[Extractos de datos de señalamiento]
= = = =

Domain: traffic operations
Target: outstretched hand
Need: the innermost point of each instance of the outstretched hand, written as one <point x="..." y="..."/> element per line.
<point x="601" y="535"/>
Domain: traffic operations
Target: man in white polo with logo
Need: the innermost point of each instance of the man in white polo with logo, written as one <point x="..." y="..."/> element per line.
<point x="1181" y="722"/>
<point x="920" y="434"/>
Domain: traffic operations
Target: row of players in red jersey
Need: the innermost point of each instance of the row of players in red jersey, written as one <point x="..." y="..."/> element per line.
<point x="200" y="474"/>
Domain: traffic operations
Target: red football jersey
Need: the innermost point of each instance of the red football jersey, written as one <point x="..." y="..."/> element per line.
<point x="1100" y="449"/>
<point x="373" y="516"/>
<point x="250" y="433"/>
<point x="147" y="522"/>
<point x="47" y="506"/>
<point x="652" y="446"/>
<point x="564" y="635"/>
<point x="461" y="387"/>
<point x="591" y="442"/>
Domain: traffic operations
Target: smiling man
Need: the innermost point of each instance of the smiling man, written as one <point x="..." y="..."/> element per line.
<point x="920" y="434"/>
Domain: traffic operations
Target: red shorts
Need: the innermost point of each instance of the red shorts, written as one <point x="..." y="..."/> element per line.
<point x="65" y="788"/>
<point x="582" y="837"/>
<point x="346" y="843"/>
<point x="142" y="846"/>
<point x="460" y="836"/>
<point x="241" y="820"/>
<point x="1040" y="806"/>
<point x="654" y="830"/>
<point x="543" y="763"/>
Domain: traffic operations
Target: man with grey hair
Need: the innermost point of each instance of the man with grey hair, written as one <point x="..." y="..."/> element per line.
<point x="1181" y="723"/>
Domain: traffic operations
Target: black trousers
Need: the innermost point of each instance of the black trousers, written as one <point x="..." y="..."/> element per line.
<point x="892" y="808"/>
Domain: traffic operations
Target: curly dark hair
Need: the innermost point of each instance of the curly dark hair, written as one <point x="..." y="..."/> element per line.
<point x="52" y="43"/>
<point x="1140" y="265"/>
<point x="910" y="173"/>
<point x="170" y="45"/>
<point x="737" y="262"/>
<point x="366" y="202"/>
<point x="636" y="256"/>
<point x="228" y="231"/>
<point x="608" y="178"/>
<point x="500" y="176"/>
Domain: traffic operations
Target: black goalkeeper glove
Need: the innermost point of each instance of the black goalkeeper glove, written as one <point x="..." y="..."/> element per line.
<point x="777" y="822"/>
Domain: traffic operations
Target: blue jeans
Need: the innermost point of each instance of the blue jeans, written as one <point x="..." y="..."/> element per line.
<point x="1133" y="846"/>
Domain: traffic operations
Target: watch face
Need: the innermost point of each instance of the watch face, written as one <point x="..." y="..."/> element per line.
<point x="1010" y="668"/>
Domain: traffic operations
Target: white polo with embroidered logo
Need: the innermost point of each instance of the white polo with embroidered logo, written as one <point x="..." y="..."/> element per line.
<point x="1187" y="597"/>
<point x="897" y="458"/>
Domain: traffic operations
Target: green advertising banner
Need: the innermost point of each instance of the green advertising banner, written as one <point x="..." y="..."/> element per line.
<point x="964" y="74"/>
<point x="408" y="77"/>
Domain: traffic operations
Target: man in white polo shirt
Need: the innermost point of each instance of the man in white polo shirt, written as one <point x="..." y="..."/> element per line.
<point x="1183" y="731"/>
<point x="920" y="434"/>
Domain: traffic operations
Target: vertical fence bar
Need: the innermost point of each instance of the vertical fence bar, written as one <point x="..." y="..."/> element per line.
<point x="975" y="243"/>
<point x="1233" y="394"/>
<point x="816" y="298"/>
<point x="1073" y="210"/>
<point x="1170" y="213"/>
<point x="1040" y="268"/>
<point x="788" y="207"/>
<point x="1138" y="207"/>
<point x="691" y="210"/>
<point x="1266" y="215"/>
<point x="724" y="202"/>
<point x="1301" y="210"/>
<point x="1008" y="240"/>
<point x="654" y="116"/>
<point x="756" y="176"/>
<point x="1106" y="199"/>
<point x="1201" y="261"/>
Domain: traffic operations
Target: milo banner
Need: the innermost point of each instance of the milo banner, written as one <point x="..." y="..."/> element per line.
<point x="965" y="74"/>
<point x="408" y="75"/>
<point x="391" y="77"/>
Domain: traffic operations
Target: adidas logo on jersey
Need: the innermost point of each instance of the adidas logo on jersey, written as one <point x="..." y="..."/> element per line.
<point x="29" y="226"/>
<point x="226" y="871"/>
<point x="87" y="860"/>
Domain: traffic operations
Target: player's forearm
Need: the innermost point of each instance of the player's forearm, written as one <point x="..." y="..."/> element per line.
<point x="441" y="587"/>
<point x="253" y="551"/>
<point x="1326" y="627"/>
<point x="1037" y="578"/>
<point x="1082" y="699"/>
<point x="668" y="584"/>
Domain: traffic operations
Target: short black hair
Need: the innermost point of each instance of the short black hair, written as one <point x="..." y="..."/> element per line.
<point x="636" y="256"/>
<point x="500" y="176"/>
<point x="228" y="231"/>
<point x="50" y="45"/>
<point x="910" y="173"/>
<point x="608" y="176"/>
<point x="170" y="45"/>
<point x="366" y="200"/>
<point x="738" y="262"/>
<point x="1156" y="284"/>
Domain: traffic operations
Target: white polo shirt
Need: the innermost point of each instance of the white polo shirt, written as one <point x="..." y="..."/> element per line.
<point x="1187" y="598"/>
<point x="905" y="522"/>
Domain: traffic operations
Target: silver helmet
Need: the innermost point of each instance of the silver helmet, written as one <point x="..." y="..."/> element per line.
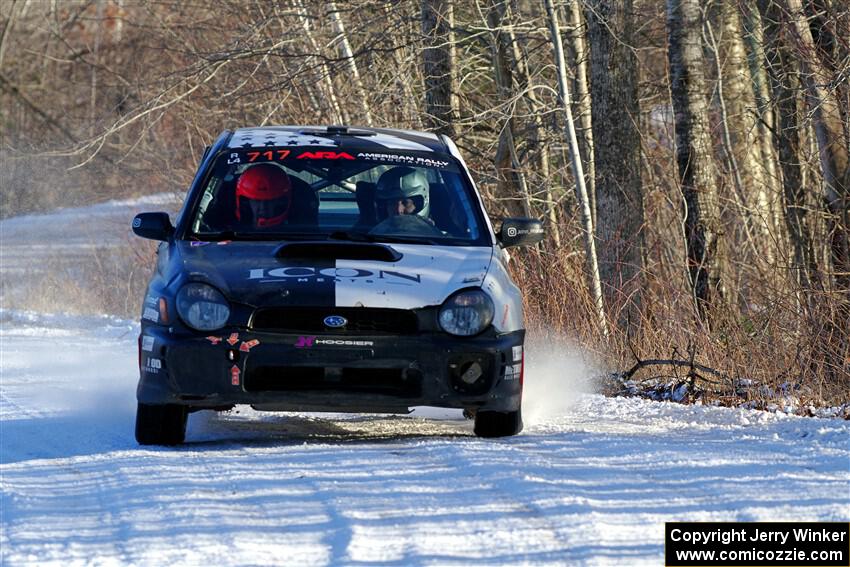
<point x="403" y="183"/>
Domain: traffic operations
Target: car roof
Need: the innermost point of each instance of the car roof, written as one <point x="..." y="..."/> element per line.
<point x="343" y="137"/>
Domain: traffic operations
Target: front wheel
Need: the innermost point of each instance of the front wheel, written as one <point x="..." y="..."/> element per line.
<point x="161" y="424"/>
<point x="498" y="424"/>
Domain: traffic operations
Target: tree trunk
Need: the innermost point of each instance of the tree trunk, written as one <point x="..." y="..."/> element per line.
<point x="619" y="194"/>
<point x="336" y="113"/>
<point x="784" y="72"/>
<point x="348" y="54"/>
<point x="703" y="229"/>
<point x="578" y="47"/>
<point x="832" y="144"/>
<point x="512" y="183"/>
<point x="578" y="172"/>
<point x="742" y="123"/>
<point x="533" y="144"/>
<point x="439" y="65"/>
<point x="754" y="37"/>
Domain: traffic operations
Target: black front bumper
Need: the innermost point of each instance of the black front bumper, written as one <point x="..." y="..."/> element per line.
<point x="330" y="373"/>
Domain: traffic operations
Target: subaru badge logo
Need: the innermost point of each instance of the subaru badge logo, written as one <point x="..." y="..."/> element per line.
<point x="335" y="321"/>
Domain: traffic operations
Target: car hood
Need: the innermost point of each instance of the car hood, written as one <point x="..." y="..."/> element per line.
<point x="253" y="273"/>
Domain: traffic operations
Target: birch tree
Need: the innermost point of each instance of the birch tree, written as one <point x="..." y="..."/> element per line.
<point x="703" y="230"/>
<point x="437" y="18"/>
<point x="619" y="193"/>
<point x="832" y="143"/>
<point x="578" y="171"/>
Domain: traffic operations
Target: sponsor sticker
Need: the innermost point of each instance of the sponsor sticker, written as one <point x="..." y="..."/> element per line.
<point x="310" y="274"/>
<point x="310" y="342"/>
<point x="325" y="155"/>
<point x="517" y="353"/>
<point x="153" y="365"/>
<point x="408" y="160"/>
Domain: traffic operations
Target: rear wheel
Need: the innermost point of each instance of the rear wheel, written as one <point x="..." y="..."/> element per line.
<point x="161" y="424"/>
<point x="498" y="424"/>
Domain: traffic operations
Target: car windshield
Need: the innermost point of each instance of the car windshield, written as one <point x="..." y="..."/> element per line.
<point x="319" y="193"/>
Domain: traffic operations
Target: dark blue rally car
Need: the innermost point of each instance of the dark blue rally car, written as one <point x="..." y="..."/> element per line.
<point x="331" y="269"/>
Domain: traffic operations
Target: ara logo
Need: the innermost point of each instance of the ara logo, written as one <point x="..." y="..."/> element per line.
<point x="335" y="321"/>
<point x="325" y="155"/>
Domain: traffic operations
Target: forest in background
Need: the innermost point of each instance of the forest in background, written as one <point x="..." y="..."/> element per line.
<point x="689" y="159"/>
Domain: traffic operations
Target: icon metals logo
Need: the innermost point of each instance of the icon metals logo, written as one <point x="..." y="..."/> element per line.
<point x="335" y="321"/>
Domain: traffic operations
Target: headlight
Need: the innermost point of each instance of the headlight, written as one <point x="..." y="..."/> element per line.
<point x="202" y="307"/>
<point x="466" y="313"/>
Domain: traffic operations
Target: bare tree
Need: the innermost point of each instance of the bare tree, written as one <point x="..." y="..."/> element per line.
<point x="576" y="36"/>
<point x="578" y="172"/>
<point x="348" y="54"/>
<point x="437" y="18"/>
<point x="619" y="193"/>
<point x="703" y="230"/>
<point x="832" y="143"/>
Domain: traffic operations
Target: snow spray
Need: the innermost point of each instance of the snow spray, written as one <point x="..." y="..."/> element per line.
<point x="557" y="374"/>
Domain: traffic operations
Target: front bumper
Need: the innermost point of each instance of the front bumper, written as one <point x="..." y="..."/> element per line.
<point x="330" y="373"/>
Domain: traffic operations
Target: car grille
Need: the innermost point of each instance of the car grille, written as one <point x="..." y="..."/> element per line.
<point x="361" y="320"/>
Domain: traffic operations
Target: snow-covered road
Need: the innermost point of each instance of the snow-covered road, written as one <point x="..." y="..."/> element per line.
<point x="588" y="482"/>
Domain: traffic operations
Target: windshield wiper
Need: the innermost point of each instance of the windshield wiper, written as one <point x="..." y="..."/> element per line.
<point x="242" y="235"/>
<point x="401" y="239"/>
<point x="351" y="235"/>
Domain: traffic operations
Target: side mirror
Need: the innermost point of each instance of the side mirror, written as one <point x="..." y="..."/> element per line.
<point x="156" y="226"/>
<point x="520" y="232"/>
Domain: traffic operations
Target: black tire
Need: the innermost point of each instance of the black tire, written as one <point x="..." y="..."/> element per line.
<point x="498" y="424"/>
<point x="161" y="424"/>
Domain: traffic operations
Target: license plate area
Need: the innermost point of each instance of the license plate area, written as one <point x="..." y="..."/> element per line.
<point x="401" y="382"/>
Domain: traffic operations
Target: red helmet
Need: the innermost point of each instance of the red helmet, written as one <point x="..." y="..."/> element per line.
<point x="268" y="193"/>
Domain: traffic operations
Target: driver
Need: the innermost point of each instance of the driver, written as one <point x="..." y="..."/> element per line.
<point x="263" y="196"/>
<point x="402" y="191"/>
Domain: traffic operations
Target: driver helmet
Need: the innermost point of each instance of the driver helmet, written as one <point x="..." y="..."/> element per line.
<point x="263" y="195"/>
<point x="403" y="183"/>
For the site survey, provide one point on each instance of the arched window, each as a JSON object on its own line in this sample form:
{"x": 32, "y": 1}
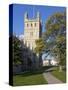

= = = =

## Tarea
Recopila todas las líneas de los registros que contienen la cadena "advertising". La búsqueda distingue entre mayúsculas y minúsculas.

## Solución propuesta
Target: green advertising banner
Need: the innermost point of each instance of the green advertising banner, written as one <point x="..." y="..."/> element per line.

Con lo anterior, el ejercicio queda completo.